◆ **Items listed in a dataset**:
:::

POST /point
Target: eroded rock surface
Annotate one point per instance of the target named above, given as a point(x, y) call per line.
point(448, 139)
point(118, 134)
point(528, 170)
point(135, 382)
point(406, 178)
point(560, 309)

:::

◆ **The request**:
Rewrite the rows above as a JSON list of strings, one string per line, with blank lines left out.

◆ **Answer below**:
[
  "POST /point",
  "Target: eroded rock surface",
  "Annotate one point per instance of the target named above, given as a point(x, y) call per line.",
  "point(448, 139)",
  "point(118, 134)",
  "point(528, 170)",
  "point(135, 382)",
  "point(406, 178)",
  "point(560, 309)"
]